# Prompt:
No pictures, no extra lines: copy exactly from the line with "Indicate every instance of the tan fur." through the end of the entries.

Natural-language object grounding data
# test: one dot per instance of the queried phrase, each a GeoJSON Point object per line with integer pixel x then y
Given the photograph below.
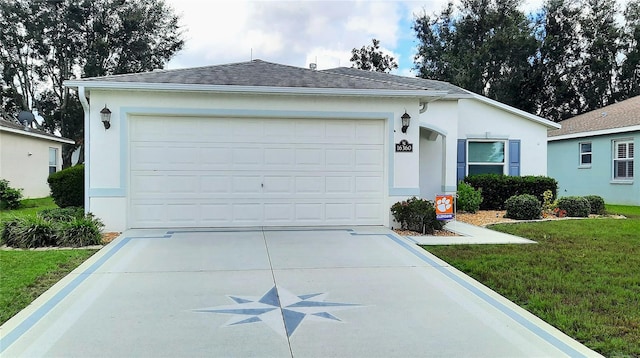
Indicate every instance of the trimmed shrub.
{"type": "Point", "coordinates": [596, 203]}
{"type": "Point", "coordinates": [496, 189]}
{"type": "Point", "coordinates": [575, 206]}
{"type": "Point", "coordinates": [523, 207]}
{"type": "Point", "coordinates": [79, 232]}
{"type": "Point", "coordinates": [9, 197]}
{"type": "Point", "coordinates": [62, 214]}
{"type": "Point", "coordinates": [469, 199]}
{"type": "Point", "coordinates": [417, 215]}
{"type": "Point", "coordinates": [67, 186]}
{"type": "Point", "coordinates": [8, 233]}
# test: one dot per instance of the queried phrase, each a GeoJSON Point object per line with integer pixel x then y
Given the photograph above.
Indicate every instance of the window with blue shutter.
{"type": "Point", "coordinates": [514, 157]}
{"type": "Point", "coordinates": [462, 159]}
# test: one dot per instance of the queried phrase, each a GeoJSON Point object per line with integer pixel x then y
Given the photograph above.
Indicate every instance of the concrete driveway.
{"type": "Point", "coordinates": [337, 292]}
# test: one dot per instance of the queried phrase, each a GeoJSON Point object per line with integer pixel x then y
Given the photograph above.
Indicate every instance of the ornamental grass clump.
{"type": "Point", "coordinates": [523, 207]}
{"type": "Point", "coordinates": [417, 215]}
{"type": "Point", "coordinates": [57, 227]}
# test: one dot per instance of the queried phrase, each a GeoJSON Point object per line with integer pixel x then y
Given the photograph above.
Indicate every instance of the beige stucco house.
{"type": "Point", "coordinates": [28, 156]}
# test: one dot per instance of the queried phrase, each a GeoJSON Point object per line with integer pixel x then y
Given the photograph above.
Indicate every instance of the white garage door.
{"type": "Point", "coordinates": [219, 172]}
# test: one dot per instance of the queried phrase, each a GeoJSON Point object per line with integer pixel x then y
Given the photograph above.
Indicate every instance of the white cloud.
{"type": "Point", "coordinates": [297, 32]}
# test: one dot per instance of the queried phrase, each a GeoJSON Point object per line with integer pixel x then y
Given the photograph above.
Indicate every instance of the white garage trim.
{"type": "Point", "coordinates": [126, 112]}
{"type": "Point", "coordinates": [186, 171]}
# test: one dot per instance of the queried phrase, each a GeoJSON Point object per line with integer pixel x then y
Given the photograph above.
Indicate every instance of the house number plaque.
{"type": "Point", "coordinates": [404, 146]}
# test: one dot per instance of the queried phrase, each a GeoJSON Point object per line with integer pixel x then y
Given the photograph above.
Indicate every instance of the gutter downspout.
{"type": "Point", "coordinates": [87, 151]}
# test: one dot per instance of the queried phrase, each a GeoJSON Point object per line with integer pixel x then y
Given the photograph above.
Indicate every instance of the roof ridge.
{"type": "Point", "coordinates": [371, 79]}
{"type": "Point", "coordinates": [166, 70]}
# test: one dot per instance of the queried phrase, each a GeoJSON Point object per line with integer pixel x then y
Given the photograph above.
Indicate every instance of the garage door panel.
{"type": "Point", "coordinates": [279, 156]}
{"type": "Point", "coordinates": [369, 132]}
{"type": "Point", "coordinates": [277, 184]}
{"type": "Point", "coordinates": [368, 184]}
{"type": "Point", "coordinates": [309, 212]}
{"type": "Point", "coordinates": [340, 212]}
{"type": "Point", "coordinates": [368, 211]}
{"type": "Point", "coordinates": [249, 172]}
{"type": "Point", "coordinates": [247, 213]}
{"type": "Point", "coordinates": [215, 214]}
{"type": "Point", "coordinates": [278, 213]}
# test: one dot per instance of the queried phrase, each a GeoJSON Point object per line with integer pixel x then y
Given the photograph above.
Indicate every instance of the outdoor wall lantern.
{"type": "Point", "coordinates": [406, 119]}
{"type": "Point", "coordinates": [105, 115]}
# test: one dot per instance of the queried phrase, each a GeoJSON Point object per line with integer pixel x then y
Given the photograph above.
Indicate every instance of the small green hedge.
{"type": "Point", "coordinates": [496, 189]}
{"type": "Point", "coordinates": [67, 186]}
{"type": "Point", "coordinates": [9, 197]}
{"type": "Point", "coordinates": [416, 214]}
{"type": "Point", "coordinates": [469, 199]}
{"type": "Point", "coordinates": [54, 227]}
{"type": "Point", "coordinates": [523, 207]}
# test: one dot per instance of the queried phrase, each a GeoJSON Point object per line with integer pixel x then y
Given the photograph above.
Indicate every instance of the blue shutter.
{"type": "Point", "coordinates": [514, 157]}
{"type": "Point", "coordinates": [462, 159]}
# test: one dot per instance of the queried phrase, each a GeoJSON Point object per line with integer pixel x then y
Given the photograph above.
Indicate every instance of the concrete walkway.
{"type": "Point", "coordinates": [287, 292]}
{"type": "Point", "coordinates": [469, 234]}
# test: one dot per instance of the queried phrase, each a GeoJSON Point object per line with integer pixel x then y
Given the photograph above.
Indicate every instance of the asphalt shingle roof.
{"type": "Point", "coordinates": [262, 73]}
{"type": "Point", "coordinates": [618, 115]}
{"type": "Point", "coordinates": [416, 82]}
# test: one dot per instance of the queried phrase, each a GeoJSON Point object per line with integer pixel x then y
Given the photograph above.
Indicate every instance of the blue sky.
{"type": "Point", "coordinates": [298, 32]}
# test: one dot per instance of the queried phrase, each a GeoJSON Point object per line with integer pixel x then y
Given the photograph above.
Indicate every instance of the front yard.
{"type": "Point", "coordinates": [583, 276]}
{"type": "Point", "coordinates": [26, 274]}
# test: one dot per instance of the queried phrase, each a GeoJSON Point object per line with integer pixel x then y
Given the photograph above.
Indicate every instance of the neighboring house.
{"type": "Point", "coordinates": [593, 153]}
{"type": "Point", "coordinates": [264, 144]}
{"type": "Point", "coordinates": [28, 156]}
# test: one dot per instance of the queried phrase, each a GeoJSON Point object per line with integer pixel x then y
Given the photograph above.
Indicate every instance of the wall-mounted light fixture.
{"type": "Point", "coordinates": [105, 116]}
{"type": "Point", "coordinates": [406, 120]}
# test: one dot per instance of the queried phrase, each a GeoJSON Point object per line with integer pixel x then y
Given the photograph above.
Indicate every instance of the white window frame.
{"type": "Point", "coordinates": [583, 154]}
{"type": "Point", "coordinates": [615, 159]}
{"type": "Point", "coordinates": [505, 148]}
{"type": "Point", "coordinates": [55, 164]}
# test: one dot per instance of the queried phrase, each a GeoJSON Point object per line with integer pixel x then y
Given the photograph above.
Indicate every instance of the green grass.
{"type": "Point", "coordinates": [583, 276]}
{"type": "Point", "coordinates": [632, 212]}
{"type": "Point", "coordinates": [25, 275]}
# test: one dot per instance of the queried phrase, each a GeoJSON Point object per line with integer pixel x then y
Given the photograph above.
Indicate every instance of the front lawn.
{"type": "Point", "coordinates": [583, 276]}
{"type": "Point", "coordinates": [25, 275]}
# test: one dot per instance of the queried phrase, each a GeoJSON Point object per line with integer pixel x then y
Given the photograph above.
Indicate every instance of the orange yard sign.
{"type": "Point", "coordinates": [444, 207]}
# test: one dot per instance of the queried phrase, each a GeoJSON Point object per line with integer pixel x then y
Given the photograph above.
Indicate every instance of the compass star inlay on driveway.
{"type": "Point", "coordinates": [278, 305]}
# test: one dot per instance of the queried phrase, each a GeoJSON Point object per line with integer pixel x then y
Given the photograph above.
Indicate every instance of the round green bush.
{"type": "Point", "coordinates": [575, 206]}
{"type": "Point", "coordinates": [416, 214]}
{"type": "Point", "coordinates": [469, 198]}
{"type": "Point", "coordinates": [9, 197]}
{"type": "Point", "coordinates": [523, 207]}
{"type": "Point", "coordinates": [597, 204]}
{"type": "Point", "coordinates": [67, 186]}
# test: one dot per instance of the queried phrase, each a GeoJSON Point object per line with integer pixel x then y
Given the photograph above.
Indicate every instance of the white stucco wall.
{"type": "Point", "coordinates": [478, 120]}
{"type": "Point", "coordinates": [438, 162]}
{"type": "Point", "coordinates": [24, 162]}
{"type": "Point", "coordinates": [108, 149]}
{"type": "Point", "coordinates": [408, 174]}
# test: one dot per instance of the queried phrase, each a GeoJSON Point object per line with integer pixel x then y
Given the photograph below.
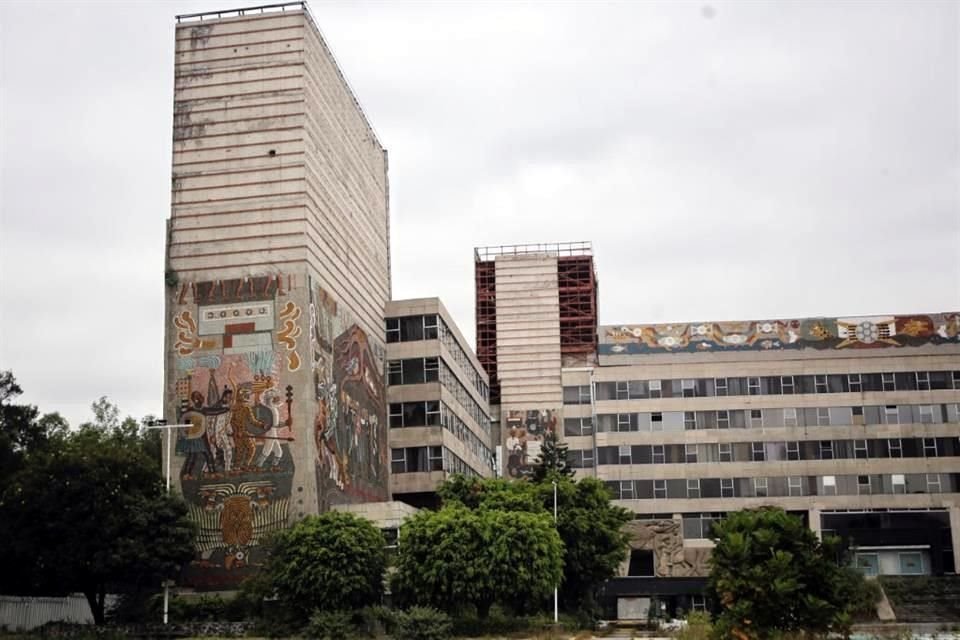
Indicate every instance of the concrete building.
{"type": "Point", "coordinates": [438, 402]}
{"type": "Point", "coordinates": [851, 423]}
{"type": "Point", "coordinates": [277, 273]}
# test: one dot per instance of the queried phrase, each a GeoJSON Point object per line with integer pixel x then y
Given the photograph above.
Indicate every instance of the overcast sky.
{"type": "Point", "coordinates": [728, 161]}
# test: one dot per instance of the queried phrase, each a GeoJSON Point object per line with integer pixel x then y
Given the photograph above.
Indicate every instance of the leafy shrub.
{"type": "Point", "coordinates": [422, 623]}
{"type": "Point", "coordinates": [330, 625]}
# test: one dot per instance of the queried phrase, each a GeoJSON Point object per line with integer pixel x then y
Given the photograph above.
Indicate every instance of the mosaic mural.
{"type": "Point", "coordinates": [524, 432]}
{"type": "Point", "coordinates": [233, 344]}
{"type": "Point", "coordinates": [350, 427]}
{"type": "Point", "coordinates": [757, 335]}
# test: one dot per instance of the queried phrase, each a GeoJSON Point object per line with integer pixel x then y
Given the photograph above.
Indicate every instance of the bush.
{"type": "Point", "coordinates": [422, 623]}
{"type": "Point", "coordinates": [330, 625]}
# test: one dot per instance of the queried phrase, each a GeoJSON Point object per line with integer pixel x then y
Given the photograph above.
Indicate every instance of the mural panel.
{"type": "Point", "coordinates": [759, 335]}
{"type": "Point", "coordinates": [350, 427]}
{"type": "Point", "coordinates": [235, 345]}
{"type": "Point", "coordinates": [524, 432]}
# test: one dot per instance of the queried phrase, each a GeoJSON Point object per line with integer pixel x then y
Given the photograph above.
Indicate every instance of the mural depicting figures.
{"type": "Point", "coordinates": [806, 333]}
{"type": "Point", "coordinates": [524, 435]}
{"type": "Point", "coordinates": [235, 343]}
{"type": "Point", "coordinates": [350, 425]}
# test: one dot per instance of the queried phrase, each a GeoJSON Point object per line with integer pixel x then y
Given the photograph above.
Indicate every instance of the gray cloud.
{"type": "Point", "coordinates": [744, 160]}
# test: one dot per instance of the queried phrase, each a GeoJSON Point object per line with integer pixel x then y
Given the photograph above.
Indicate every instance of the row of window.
{"type": "Point", "coordinates": [436, 413]}
{"type": "Point", "coordinates": [768, 418]}
{"type": "Point", "coordinates": [433, 369]}
{"type": "Point", "coordinates": [785, 486]}
{"type": "Point", "coordinates": [881, 448]}
{"type": "Point", "coordinates": [425, 459]}
{"type": "Point", "coordinates": [432, 327]}
{"type": "Point", "coordinates": [764, 385]}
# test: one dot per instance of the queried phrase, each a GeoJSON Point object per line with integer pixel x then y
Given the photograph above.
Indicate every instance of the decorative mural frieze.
{"type": "Point", "coordinates": [761, 335]}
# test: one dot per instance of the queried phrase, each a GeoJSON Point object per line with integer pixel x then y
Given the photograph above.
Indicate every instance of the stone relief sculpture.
{"type": "Point", "coordinates": [665, 539]}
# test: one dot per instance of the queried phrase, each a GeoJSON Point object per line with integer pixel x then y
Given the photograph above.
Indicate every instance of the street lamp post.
{"type": "Point", "coordinates": [162, 424]}
{"type": "Point", "coordinates": [556, 608]}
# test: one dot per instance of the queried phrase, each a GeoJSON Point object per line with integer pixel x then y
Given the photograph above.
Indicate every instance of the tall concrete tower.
{"type": "Point", "coordinates": [278, 269]}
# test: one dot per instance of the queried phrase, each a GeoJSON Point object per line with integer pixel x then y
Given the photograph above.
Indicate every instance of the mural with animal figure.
{"type": "Point", "coordinates": [524, 432]}
{"type": "Point", "coordinates": [235, 346]}
{"type": "Point", "coordinates": [350, 424]}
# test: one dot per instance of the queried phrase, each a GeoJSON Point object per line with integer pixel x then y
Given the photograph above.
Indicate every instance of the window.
{"type": "Point", "coordinates": [723, 419]}
{"type": "Point", "coordinates": [895, 447]}
{"type": "Point", "coordinates": [793, 450]}
{"type": "Point", "coordinates": [899, 482]}
{"type": "Point", "coordinates": [726, 452]}
{"type": "Point", "coordinates": [726, 487]}
{"type": "Point", "coordinates": [435, 458]}
{"type": "Point", "coordinates": [790, 417]}
{"type": "Point", "coordinates": [820, 383]}
{"type": "Point", "coordinates": [658, 454]}
{"type": "Point", "coordinates": [829, 485]}
{"type": "Point", "coordinates": [891, 415]}
{"type": "Point", "coordinates": [826, 450]}
{"type": "Point", "coordinates": [430, 327]}
{"type": "Point", "coordinates": [655, 389]}
{"type": "Point", "coordinates": [795, 486]}
{"type": "Point", "coordinates": [393, 329]}
{"type": "Point", "coordinates": [760, 487]}
{"type": "Point", "coordinates": [659, 489]}
{"type": "Point", "coordinates": [888, 381]}
{"type": "Point", "coordinates": [431, 369]}
{"type": "Point", "coordinates": [823, 417]}
{"type": "Point", "coordinates": [398, 460]}
{"type": "Point", "coordinates": [786, 385]}
{"type": "Point", "coordinates": [396, 415]}
{"type": "Point", "coordinates": [720, 386]}
{"type": "Point", "coordinates": [854, 382]}
{"type": "Point", "coordinates": [911, 563]}
{"type": "Point", "coordinates": [860, 449]}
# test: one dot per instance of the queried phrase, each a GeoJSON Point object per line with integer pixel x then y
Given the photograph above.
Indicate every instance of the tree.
{"type": "Point", "coordinates": [331, 562]}
{"type": "Point", "coordinates": [590, 527]}
{"type": "Point", "coordinates": [458, 556]}
{"type": "Point", "coordinates": [554, 459]}
{"type": "Point", "coordinates": [89, 512]}
{"type": "Point", "coordinates": [769, 572]}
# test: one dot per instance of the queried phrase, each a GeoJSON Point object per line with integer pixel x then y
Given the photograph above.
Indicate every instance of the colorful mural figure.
{"type": "Point", "coordinates": [237, 472]}
{"type": "Point", "coordinates": [525, 431]}
{"type": "Point", "coordinates": [807, 333]}
{"type": "Point", "coordinates": [350, 426]}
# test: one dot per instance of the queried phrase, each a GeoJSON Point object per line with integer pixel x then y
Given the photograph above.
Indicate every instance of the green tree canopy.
{"type": "Point", "coordinates": [554, 459]}
{"type": "Point", "coordinates": [334, 561]}
{"type": "Point", "coordinates": [770, 573]}
{"type": "Point", "coordinates": [88, 511]}
{"type": "Point", "coordinates": [590, 527]}
{"type": "Point", "coordinates": [458, 556]}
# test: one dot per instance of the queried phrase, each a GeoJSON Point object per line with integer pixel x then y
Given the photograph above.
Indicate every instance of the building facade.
{"type": "Point", "coordinates": [438, 402]}
{"type": "Point", "coordinates": [850, 423]}
{"type": "Point", "coordinates": [277, 273]}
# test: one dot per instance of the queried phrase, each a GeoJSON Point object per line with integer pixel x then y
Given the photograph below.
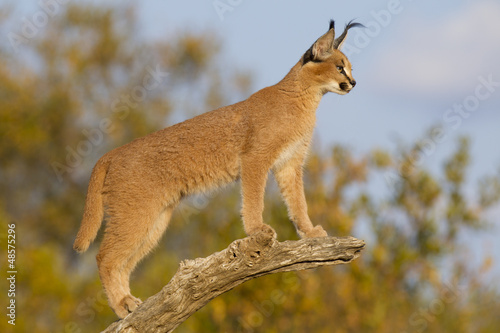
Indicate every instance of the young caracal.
{"type": "Point", "coordinates": [140, 184]}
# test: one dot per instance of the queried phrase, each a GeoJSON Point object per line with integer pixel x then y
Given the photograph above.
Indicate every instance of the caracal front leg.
{"type": "Point", "coordinates": [289, 179]}
{"type": "Point", "coordinates": [253, 185]}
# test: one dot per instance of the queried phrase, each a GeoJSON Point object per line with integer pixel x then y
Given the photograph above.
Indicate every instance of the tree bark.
{"type": "Point", "coordinates": [198, 281]}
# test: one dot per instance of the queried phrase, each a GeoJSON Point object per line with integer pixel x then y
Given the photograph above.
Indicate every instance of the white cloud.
{"type": "Point", "coordinates": [443, 56]}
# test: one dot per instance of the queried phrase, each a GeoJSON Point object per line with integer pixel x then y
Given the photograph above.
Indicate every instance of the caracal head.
{"type": "Point", "coordinates": [325, 67]}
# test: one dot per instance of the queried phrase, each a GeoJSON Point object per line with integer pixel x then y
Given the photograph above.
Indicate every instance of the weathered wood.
{"type": "Point", "coordinates": [199, 281]}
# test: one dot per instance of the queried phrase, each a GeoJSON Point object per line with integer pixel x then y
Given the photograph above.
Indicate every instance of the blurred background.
{"type": "Point", "coordinates": [407, 161]}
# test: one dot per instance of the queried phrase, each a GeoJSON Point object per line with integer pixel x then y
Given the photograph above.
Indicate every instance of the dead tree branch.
{"type": "Point", "coordinates": [199, 281]}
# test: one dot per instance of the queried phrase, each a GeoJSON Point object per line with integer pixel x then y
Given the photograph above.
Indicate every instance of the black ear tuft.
{"type": "Point", "coordinates": [340, 40]}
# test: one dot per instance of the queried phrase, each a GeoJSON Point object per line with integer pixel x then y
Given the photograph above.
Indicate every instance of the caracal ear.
{"type": "Point", "coordinates": [339, 42]}
{"type": "Point", "coordinates": [322, 48]}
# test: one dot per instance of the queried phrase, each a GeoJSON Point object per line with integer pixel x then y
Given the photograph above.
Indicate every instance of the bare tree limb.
{"type": "Point", "coordinates": [199, 281]}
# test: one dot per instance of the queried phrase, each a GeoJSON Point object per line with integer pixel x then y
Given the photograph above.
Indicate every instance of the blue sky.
{"type": "Point", "coordinates": [419, 64]}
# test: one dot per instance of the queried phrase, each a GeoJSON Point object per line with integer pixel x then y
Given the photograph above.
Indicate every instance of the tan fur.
{"type": "Point", "coordinates": [141, 183]}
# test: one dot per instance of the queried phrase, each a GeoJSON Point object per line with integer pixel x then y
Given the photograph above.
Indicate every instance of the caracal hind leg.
{"type": "Point", "coordinates": [151, 240]}
{"type": "Point", "coordinates": [126, 231]}
{"type": "Point", "coordinates": [289, 179]}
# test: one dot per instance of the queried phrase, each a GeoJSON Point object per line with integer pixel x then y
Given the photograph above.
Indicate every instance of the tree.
{"type": "Point", "coordinates": [79, 88]}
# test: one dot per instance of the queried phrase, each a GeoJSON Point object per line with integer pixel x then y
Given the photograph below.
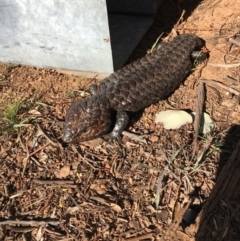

# Task response:
Indicate every instance of the tan fur.
{"type": "Point", "coordinates": [141, 183]}
# test: one dot per instance of the queried phrase, each a GeoJSON Point object per line with integer pixel x then y
Given the photograph above.
Indicate every instance of the caracal hind leg.
{"type": "Point", "coordinates": [151, 240]}
{"type": "Point", "coordinates": [126, 231]}
{"type": "Point", "coordinates": [289, 179]}
# test: one dot per instance of the queried phrase, each a GeoJSON Point object per line with integer pixel x then y
Given the photograph above.
Indicate every instance of the tree.
{"type": "Point", "coordinates": [79, 88]}
# test: one dot per instance of the queried phrase, each a GeoJSON Point object per line with integer pixel x then y
Given the photograph below.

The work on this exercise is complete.